** TEXT PROVIDED follows **

Insurance M&A Shifts Focus to Scale for 2026

The insurance mergers and acquisitions (M&A) landscape is entering a new phase, reshaping strategies across carriers, brokers, and investors as the industry heads into 2026.

David Hitsky, former strategy lead at Oliver Wyman and now partner at L.E.K. Consulting heading the firm’s insurance practice, said today’s M&A environment reflects a combination of macroeconomic pressures, industry maturity, and structural change that will continue into next year.

“Rising interest rates, tighter private equity capital, and more expensive financing have altered the landscape,” Hitsky told Insurance Business. “Money is simply not as cheap as it used to be.”

Rebound That Never Came
At the start of 2025, analysts had anticipated an M&A rebound in the second half of the year, assuming greater clarity on inflation and U.S. trade policy. That recovery has yet to materialise. Hitsky commented: “Companies are becoming comfortable being uncomfortable, but that is not the same as confidently knowing where things are heading.”

Political and macroeconomic uncertainty has clearly weighed on deal-making. Conning’s 2024 global insurance M&A review showed a decline in overall deal volume year-on-year, despite total announced value rising, driven by a handful of large headline-grabbing transactions.

Period Number of Deals Total Deal Value
Six months to 15 May 2025 209 $30bn
Prior six months 297 $20bn

Deloitte’s 2024 insurance M&A outlook also found fewer deals overall but higher aggregate deal value due to transformative transactions. Regionally, UK M&A volumes in 2025 are tracking 35% below 2024 levels, though Q3 saw renewed activity in France, Southern Europe, and the Nordics.

** End of TEXT PROVIDED **
** LISTED ENTRIES follows **

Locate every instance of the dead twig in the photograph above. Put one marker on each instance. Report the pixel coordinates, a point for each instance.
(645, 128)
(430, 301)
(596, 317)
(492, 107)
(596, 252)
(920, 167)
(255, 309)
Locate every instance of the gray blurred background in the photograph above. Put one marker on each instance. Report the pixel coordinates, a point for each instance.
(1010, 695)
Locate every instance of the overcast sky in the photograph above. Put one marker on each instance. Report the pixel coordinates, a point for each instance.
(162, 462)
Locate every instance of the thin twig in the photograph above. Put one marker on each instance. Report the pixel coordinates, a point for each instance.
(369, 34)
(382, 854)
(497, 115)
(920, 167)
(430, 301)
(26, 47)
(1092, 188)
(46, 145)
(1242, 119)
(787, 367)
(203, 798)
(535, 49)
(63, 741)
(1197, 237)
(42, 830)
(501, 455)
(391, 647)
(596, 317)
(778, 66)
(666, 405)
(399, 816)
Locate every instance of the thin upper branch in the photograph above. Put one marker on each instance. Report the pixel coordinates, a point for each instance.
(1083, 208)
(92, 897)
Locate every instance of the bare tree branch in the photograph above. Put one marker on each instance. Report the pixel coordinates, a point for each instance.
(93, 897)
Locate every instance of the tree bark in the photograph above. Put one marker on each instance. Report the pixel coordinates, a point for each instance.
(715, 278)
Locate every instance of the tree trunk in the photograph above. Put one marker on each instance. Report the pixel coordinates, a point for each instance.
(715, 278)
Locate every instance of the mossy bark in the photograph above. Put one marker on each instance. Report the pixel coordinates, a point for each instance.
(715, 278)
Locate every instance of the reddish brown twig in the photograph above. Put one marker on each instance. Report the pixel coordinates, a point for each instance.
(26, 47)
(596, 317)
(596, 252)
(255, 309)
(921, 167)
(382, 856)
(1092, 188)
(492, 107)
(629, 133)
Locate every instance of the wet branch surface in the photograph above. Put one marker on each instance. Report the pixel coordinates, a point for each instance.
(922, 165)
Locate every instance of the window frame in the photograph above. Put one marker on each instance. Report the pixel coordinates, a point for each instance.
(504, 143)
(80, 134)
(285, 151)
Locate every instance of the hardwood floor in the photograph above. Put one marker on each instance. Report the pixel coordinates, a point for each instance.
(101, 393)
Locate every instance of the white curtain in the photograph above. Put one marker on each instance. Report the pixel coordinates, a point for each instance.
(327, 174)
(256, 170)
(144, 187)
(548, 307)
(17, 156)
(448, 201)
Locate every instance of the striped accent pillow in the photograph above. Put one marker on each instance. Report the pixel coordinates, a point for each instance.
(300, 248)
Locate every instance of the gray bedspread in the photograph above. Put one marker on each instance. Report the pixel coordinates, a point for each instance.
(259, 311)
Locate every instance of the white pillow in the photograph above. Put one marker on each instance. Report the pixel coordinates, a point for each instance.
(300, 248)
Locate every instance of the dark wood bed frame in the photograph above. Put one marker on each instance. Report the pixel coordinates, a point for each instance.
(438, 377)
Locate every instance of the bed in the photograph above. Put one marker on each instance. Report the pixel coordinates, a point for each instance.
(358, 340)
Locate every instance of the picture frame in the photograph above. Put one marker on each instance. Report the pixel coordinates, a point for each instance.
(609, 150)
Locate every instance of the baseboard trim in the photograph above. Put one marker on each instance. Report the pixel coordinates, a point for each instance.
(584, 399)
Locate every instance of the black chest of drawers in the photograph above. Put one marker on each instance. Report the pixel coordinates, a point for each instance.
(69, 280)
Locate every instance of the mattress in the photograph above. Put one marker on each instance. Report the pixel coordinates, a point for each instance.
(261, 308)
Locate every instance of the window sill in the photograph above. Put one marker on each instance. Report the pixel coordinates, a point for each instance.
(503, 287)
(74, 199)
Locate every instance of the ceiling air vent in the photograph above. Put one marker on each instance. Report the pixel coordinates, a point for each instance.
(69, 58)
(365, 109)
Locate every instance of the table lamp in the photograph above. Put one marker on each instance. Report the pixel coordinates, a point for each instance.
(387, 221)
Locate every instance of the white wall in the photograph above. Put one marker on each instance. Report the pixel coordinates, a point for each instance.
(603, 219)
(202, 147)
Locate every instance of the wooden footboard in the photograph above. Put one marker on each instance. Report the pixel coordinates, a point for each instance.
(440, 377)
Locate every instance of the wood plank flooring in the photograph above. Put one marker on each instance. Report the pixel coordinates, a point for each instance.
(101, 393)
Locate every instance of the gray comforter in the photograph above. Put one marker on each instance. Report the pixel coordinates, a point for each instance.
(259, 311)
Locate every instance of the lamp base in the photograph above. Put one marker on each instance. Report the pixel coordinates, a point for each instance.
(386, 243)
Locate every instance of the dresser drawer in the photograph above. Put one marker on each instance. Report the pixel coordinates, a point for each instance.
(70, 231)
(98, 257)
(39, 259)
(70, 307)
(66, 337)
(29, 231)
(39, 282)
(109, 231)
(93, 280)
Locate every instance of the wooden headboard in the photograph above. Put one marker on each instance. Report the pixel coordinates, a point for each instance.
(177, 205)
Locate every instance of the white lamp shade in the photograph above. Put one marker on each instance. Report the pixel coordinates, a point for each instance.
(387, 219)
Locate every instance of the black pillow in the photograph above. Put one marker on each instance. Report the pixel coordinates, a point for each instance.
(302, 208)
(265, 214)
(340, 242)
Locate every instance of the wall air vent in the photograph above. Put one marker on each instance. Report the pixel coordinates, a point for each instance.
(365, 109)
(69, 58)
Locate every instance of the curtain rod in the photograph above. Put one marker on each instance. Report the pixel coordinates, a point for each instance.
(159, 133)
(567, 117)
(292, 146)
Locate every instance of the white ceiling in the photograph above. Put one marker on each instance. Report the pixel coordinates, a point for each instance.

** End of LISTED ENTRIES **

- WHAT YOU NEED TO DO -
(A) In the insurance M&A article, reproduce the passage starting at "The insurance mergers" and ending at "heads into 2026.", substituting "insurers" for "carriers".
(B) According to the insurance M&A article, how far below 2024 levels are UK M&A volumes tracking in 2025?
(C) Continue the article on insurance mergers and acquisitions from where it stops.

- EXPECTED RESULTS -
(A)
The insurance mergers and acquisitions (M&A) landscape is entering a new phase, reshaping strategies across insurers, brokers, and investors as the industry heads into 2026.

(B) They are tracking 35% below 2024 levels.

(C)
Fewer Mid-Sized Targets, More Transformative Deals
Hitsky predicts that fewer transactions and larger, transformative deals will dominate the M&A market in 2026. “Capital costs remain high, and many attractive mid-sized assets have already been acquired,” he said.

In the brokerage sector, consolidation has intensified. MarshBerry recorded 847 brokerage transactions in 2024, up 5% from 2023, making it the third-highest annual volume on record. Scarcity premiums for mid-sized platforms are now driving acquisition strategies.

Top players are increasingly focusing on scale, targeting managing general agents (MGAs), program administrators, and services businesses rather than traditional retail brokers. MGAs alone achieved global gross written premiums of around $150bn in 2024, with $115bn in the U.S. and $20bn in Europe.

Claims services and third-party administrators (TPAs), particularly in medical claims management, are also attracting attention as “asset-light, cash-generative” platforms. For example, the UK’s Davies Group recently acquired Canada’s largest claims processor, SCM Insurance Services, in its largest strategic deal to date.

AI and the Next Chapter of Distribution
Beyond deal metrics, Hitsky identifies artificial intelligence (AI) as a potential catalyst for the next phase of insurance M&A, especially in distribution. “If you were designing insurance from scratch, this isn’t the model you would create,” he said. With consumers increasingly comparing insurers to Amazon, Uber, and PayPal, AI could enable fundamentally different operating models, sparking new opportunities for transformational deals in an industry that has remained largely unchanged for decades.